=== Source passage ===

The price of US lumber futures has pulled back since it peaked at $1,700 per thousand board feet in late May, falling roughly 43% as of mid-June.
The red-hot commodity has been on a rapid decline the past few days, although prices remain elevated, up by 139% over the last year, making it one of the best-performing commodities in that period. Cash lumber prices are also tumbling.
Experts, such as Drew Horter, president and CIO of Tactical Fund Advisors, welcomed the downturn. He said lumber may tumble to $600 per thousand board feet in the next six months.
"You can't keep building at this pace," he said. "There is also a domino effect to a certain extent."
Chip Setzer, director of trading and growth for Mickey Group, a commodity trading platform, agreed. He said $600 is likely a fair valuation. In fact, he doesn't believe that lumber's price should return to its pre-pandemic level.
"Everybody kind of wins if we stay in that range," he said, adding that lumber's price can even go as high as $900. "I think that is a range for a very sustainable and healthy construction market, producing lumber market, exporting market. You kind of want all those things in harmony."
Setzer, who has been in the lumber industry for 12 years, said this will give sawmill operators, truck drivers, and other players in the industry more cushion for capital upgrades and operational improvements.
Among the drivers of the lumber's recent slump is the decline in both new home construction and home-improvement sales from their record-highs earlier this year. Producers also seem to be catching up to a certain extent, largely incentivized by the sky-high prices of the commodity.
"The purchasing is kind of inelastic, in which people are unwilling or unable to continue to buy. So we seem to have topped out, and I think that's related to why lumber has now declined," Mace McCain, president and managing director at Frost Investment Advisors, told Insider.

=== Provided data ===

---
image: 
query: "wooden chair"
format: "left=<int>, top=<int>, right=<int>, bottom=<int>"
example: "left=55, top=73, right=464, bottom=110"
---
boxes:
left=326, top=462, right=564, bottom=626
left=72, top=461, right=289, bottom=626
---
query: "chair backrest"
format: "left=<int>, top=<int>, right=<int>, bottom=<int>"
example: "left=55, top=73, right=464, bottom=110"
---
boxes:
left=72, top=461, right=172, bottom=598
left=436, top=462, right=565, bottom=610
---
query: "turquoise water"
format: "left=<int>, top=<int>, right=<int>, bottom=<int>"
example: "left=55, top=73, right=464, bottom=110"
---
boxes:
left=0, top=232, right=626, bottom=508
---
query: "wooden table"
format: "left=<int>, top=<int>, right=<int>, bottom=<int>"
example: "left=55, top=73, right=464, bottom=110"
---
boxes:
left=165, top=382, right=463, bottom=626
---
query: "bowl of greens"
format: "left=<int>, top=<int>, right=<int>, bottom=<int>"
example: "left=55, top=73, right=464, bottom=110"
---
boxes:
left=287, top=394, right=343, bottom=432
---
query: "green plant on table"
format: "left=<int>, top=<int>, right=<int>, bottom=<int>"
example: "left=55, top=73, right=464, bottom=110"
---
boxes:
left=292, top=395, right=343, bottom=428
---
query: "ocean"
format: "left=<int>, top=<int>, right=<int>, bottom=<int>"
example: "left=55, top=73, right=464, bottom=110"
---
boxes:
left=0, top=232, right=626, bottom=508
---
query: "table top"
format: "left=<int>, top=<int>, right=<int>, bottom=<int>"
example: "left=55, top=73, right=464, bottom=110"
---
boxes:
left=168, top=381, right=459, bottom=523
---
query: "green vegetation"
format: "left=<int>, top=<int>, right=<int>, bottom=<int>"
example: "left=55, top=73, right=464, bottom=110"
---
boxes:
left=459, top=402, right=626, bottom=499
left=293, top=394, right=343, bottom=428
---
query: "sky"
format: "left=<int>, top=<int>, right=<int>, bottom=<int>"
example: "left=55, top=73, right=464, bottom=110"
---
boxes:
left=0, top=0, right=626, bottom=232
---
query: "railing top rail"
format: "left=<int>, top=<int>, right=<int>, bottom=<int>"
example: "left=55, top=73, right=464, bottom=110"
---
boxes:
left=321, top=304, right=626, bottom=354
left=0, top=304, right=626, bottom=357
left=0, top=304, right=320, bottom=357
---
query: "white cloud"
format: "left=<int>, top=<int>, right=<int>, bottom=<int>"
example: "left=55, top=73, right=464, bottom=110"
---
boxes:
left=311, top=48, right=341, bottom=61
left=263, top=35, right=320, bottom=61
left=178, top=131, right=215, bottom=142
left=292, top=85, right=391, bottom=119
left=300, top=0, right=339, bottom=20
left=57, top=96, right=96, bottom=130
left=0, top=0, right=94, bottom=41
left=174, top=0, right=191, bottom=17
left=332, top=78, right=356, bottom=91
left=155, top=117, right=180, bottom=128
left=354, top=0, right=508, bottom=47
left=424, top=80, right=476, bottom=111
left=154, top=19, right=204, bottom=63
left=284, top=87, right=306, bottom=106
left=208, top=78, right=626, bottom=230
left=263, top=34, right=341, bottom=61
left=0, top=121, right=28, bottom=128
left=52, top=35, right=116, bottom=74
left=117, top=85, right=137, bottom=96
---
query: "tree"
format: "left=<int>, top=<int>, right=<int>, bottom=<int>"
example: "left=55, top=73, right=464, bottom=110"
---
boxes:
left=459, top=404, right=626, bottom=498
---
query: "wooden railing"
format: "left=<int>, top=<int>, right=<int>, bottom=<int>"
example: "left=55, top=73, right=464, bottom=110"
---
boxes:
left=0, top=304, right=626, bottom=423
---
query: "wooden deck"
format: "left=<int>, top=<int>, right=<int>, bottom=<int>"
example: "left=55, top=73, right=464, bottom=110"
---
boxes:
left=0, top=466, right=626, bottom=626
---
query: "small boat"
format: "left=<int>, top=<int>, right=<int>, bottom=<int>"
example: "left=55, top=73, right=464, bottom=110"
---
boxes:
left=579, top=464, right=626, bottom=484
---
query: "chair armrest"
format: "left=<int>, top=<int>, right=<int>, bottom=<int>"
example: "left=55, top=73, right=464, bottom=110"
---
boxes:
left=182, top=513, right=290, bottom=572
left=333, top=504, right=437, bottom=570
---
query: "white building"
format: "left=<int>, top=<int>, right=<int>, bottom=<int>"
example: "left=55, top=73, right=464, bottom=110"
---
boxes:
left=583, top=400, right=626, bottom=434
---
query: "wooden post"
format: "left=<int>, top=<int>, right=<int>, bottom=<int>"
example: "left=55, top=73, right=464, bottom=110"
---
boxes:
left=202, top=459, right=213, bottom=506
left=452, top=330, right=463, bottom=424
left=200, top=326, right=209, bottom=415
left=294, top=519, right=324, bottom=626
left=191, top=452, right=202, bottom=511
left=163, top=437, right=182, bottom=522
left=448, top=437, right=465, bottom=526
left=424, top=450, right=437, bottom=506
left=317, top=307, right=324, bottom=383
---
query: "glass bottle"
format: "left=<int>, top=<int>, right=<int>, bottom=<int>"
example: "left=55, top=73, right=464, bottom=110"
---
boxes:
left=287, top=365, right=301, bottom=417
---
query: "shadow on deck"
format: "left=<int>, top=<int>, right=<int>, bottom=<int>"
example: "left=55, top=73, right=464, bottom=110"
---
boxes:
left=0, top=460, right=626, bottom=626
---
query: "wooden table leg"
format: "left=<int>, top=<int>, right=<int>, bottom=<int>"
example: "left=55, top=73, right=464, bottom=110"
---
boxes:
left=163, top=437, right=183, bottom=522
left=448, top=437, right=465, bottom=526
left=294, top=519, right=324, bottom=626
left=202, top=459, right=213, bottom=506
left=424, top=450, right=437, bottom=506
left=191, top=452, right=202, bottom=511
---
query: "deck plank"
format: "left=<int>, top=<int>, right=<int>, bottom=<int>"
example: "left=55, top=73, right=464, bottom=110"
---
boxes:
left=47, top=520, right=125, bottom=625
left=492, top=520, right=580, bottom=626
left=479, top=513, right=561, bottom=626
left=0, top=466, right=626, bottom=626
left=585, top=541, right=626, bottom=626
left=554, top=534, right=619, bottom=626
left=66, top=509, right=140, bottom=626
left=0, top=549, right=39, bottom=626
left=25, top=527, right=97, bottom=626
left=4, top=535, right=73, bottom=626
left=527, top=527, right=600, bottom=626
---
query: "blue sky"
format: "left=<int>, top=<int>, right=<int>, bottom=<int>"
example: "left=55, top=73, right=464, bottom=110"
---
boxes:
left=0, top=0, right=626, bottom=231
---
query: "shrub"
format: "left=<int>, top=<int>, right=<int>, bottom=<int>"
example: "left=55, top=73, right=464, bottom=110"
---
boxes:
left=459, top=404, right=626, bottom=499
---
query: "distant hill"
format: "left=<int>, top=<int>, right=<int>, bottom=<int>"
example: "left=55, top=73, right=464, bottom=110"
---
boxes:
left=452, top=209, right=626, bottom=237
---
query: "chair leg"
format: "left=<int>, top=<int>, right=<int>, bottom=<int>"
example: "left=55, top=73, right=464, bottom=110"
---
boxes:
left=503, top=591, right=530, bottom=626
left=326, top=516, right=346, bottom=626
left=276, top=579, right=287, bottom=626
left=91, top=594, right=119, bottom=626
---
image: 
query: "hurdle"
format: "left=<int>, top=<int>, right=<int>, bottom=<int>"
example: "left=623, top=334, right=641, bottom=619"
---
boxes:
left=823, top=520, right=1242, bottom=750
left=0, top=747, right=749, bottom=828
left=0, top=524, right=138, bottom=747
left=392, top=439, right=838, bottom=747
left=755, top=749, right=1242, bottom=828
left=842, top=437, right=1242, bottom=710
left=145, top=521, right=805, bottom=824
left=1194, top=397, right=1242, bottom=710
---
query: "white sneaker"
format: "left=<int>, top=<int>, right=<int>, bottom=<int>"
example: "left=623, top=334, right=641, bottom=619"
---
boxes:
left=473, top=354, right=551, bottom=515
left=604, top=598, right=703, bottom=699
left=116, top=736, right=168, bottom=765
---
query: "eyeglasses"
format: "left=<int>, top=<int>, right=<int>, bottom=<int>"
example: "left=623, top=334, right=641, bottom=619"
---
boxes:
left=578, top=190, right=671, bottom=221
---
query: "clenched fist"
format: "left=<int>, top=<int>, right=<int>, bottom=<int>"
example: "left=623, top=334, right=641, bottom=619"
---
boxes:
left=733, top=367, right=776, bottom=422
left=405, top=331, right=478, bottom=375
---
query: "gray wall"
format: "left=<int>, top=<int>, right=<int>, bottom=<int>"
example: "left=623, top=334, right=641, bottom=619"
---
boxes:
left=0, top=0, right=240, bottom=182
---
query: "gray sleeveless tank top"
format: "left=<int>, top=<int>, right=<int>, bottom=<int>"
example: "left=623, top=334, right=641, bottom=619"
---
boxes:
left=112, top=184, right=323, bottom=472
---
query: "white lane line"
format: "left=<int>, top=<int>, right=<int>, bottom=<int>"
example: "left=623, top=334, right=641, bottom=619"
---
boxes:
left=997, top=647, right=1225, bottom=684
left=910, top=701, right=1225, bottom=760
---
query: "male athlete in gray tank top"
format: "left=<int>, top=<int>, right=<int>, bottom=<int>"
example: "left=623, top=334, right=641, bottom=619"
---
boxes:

===

Answer these questions from the lumber price article:
(a) At what price did US lumber futures peak, and when?
(b) How many years has Chip Setzer been in the lumber industry?
(c) Who said purchasing is "kind of inelastic," and what is his position?

• _Response to this task_:
(a) $1,700 per thousand board feet, in late May.
(b) 12 years.
(c) Mace McCain, president and managing director at Frost Investment Advisors.